§ GIVEN PROBLEM
Return the passage of the PR-068 case record below word for word, starting with "Beyond these data" and going on through "Release 01 set.".

§ SOURCE TEXT
┄┄┄┄┄┄┄┄┄┄┄┄┄┄┄┄┄┄┄┄
PURSUE Record — PURSUE Case PR-068: declassified UAP analysis: U.S. Department of War / AARO · 5th-generation fighter jet UAP capture | · Jan 20, 2023 · NORTHCO

PURSUE Case PR-068 is a single-part military sensor video released on May 8, 2026 as part of PURSUE Release 01 — the U.S. Department of War's first coordinated declassification of UAP-related records coordinated through the All-domain Anomaly Resolution Office (AARO). The record documents a UAP encounter captured by a 5th-generation fighter aircraft operating within the NORTHCOM area of responsibility on January 20, 2023, recorded via infrared sensor. It is one of 28 videos in the 162-item release.

What this record contains

The releasing agency is the U.S. Department of War, acting in coordination with AARO, which has served as the federal government's central UAP investigation body since its establishment under the 2022 National Defense Authorization Act. The incident date recorded in the case metadata is January 20, 2023, placing it firmly in the contemporary era of systematic military UAP data collection. The geographic scope falls under NORTHCOM — U.S. Northern Command — the combatant command responsible for the defense of the continental United States, Alaska, Canada, and surrounding airspace and maritime approaches. The sensor modality is infrared, and the platform is identified as a 5th-generation fighter aircraft. The release consists of a single file part. The public description blurb for PR-068 identifies it as a "5th-generation fighter jet UAP capture" — precise wording that reflects AARO's documentation language, not an editorial characterization.

Beyond these data points, the public release does not include detailed metadata for this record — there is no accompanying narrative report, no analyst assessment summary, and no case resolution status visible in the released package. Readers looking for the full source record can find it catalogued on the SkyLens UAP files page alongside every other case in the PURSUE Release 01 set.

Sensor & operational context

Infrared sensors detect thermal radiation rather than visible light, making them effective day and night and capable of rendering objects that emit or reflect heat against a cooler background. On a 5th-generation fighter — aircraft such as the F-22 Raptor or F-35 Lightning II, which carry advanced electro-optical/infrared targeting pods as well as integrated sensor suites — infrared footage is a routine product of both combat operations and training sorties. When an airborne infrared sensor captures an uncharacterized object, the video preserves thermal signature data: relative temperature contrast, apparent size, and movement against the background. What it cannot directly confirm is range, absolute velocity, altitude, or physical material composition. These parameters require cross-referencing with radar returns, navigational data, and, ideally, corroborating sensor tracks — none of which are necessarily included in a single declassified video file.
┄┄┄┄┄┄┄┄┄┄┄┄┄┄┄┄┄┄┄┄
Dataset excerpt
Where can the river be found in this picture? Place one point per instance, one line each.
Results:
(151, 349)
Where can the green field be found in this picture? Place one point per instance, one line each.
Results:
┄┄┄┄┄┄┄┄┄┄┄┄┄┄┄┄┄┄┄┄
§ WORKED SOLUTION
Beyond these data points, the public release does not include detailed metadata for this record — there is no accompanying narrative report, no analyst assessment summary, and no case resolution status visible in the released package. Readers looking for the full source record can find it catalogued on the SkyLens UAP files page alongside every other case in the PURSUE Release 01 set.